- **Document text**:

Even though its Day-Glo surrealism continually inspires child-like wonder, Paprika isn’t for the faint of heart. Its total dedication to the anti-structure of dreams is disorientating to say the least. As an experience it really knows how to exploit dream logic, leap-frogging boundaries with dizzying rapidity. There’s a really great darker edge which creeps in as the film’s multiple fantasies start cascading into each other. Abandoned alley ways illustrate the dark side of the subconscious whilst people’s self-image effects their dream-appearance in confusing and disturbing ways. Time and time again the animation itself offers fresh sumptuous imagery perhaps less easily achieved in live action.
As a dream thriller about corporate sabotage, thievery, mistaken-identity, and idea construction it’s hard not to notice an influence on Christopher Nolan’s Inception. Whilst that film has its charms and thrills Paprika blows it out the park in approach to the fertile grounds of dreams and film theory.
Satoshi Kon has a clear passion for film which he imparts to main character Detective Toshima Konakawa, a closeted film fan whose movie love has gifted him cinematic dreams. In one sequence, Konakawa explains that his dreams are informed by his knowledge of film technique. In an early scene he cuts through scenes from old movies. Film buffs will enjoy, amongst others, an anime version of the carriage fight from Bond film From Russia with Love.

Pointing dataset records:

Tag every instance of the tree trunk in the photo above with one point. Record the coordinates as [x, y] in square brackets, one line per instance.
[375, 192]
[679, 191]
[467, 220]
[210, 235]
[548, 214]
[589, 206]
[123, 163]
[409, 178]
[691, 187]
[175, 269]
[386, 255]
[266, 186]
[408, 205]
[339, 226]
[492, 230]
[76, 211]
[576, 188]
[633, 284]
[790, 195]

- **To do**: Continue the review of Paprika from its final sentence onward. The listing bears no relation to the review of Paprika.

- **Final answer**:
It’s this sort of cinema-wariness that pushes Paprika beyond dream-caper into the realms of something about the construction of fiction itself. Call it Postmodern, call it Meta, or call it whatever. It’s self-referential in a way that actually says something about cinema and highlights just how important film is to the way we see the modern world both in our minds and in real life. For many that cinematic commentary will be a playful way of granting depth, for others there’s a few essays worth of critical unpacking. Either way it’s a film which happily operates beyond blatant fantastical fun and achieves a level of pure cinema beyond expectations.
So yes, Paprika is a masterpiece. The animation medium lends itself so perfectly to dream capers that it’s no wonder Kon’s final film is regarded a perfect marriage of form and subject. Impeccable drawn, perfectly written, everyone should see Paprika and now is the perfect time.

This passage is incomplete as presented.